Assignment - Repeat only what appears from the line containing "Can you spot the toilet" through the last line of the listing below, exactly as written.

= = =

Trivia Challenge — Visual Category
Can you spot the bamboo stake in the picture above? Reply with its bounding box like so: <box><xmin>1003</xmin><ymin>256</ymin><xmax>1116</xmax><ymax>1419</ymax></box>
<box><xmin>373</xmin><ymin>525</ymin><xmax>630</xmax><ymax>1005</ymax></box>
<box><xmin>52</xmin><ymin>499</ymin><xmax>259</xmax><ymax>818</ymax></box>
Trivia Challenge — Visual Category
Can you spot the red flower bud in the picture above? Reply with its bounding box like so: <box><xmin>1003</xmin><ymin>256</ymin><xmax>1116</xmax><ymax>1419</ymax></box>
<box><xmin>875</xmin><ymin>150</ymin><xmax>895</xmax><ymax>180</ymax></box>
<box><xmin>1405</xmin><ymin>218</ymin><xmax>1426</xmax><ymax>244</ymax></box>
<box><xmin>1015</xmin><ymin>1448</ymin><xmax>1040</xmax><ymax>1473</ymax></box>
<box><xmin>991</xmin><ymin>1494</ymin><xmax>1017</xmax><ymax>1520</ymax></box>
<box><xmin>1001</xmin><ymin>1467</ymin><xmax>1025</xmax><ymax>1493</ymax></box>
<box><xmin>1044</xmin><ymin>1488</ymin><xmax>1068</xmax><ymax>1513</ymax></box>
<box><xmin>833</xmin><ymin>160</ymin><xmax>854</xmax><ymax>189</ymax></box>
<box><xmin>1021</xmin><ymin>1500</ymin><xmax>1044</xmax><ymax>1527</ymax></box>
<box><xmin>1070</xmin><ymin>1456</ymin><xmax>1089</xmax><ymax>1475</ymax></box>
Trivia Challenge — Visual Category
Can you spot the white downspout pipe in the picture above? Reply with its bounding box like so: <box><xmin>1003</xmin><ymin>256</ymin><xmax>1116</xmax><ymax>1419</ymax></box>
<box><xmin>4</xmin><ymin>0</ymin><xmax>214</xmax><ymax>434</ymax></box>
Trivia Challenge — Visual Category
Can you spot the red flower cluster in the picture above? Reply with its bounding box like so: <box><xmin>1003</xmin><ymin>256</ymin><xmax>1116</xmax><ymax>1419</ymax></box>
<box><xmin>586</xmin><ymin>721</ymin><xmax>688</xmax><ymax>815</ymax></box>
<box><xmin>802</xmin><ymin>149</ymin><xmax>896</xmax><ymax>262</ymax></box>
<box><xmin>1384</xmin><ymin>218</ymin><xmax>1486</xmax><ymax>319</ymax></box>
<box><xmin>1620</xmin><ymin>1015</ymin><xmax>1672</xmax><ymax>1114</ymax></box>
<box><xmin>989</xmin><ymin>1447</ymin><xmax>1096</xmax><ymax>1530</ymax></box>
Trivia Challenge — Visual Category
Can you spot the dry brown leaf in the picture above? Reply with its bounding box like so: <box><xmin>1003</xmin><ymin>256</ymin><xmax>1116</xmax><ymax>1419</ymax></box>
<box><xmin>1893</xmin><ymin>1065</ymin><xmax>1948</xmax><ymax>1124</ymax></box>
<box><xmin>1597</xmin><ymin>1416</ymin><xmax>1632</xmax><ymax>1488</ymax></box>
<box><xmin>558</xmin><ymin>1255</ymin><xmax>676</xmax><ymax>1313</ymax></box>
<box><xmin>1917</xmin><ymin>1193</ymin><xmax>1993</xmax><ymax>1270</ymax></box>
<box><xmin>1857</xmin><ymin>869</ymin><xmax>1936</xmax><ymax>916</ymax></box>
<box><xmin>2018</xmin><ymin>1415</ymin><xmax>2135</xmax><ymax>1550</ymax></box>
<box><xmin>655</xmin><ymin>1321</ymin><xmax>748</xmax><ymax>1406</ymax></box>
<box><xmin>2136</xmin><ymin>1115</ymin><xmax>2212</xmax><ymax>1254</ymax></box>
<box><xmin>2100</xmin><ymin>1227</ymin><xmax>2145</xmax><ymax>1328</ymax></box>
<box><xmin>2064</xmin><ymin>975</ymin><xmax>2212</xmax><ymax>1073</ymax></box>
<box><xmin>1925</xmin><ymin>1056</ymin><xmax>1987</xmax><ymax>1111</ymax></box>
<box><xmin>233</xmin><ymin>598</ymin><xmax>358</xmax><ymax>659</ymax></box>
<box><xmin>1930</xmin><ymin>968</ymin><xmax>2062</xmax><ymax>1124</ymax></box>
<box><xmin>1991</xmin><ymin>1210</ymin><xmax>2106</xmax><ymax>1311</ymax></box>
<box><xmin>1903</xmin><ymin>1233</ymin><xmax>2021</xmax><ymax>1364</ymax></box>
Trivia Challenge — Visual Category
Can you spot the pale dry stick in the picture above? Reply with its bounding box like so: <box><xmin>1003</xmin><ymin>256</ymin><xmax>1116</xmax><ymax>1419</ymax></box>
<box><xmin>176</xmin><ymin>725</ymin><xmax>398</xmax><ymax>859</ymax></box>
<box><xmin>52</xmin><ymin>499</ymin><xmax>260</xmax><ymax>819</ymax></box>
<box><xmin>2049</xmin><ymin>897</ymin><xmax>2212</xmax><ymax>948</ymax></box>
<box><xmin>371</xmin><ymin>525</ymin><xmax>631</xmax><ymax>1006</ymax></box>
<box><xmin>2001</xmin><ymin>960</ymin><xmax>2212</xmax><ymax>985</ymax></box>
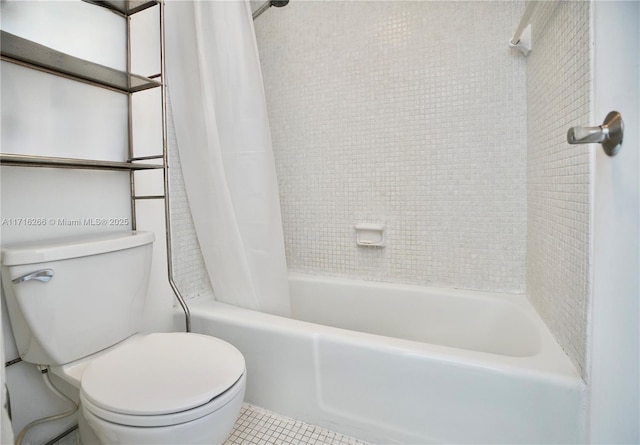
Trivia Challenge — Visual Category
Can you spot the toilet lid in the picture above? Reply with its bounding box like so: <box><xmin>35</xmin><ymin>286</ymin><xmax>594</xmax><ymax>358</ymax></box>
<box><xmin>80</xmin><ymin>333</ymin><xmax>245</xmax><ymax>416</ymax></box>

= = =

Solution -
Can you spot the toilet lid in the picture above? Reply with its bounding box like so: <box><xmin>35</xmin><ymin>286</ymin><xmax>594</xmax><ymax>358</ymax></box>
<box><xmin>80</xmin><ymin>333</ymin><xmax>245</xmax><ymax>416</ymax></box>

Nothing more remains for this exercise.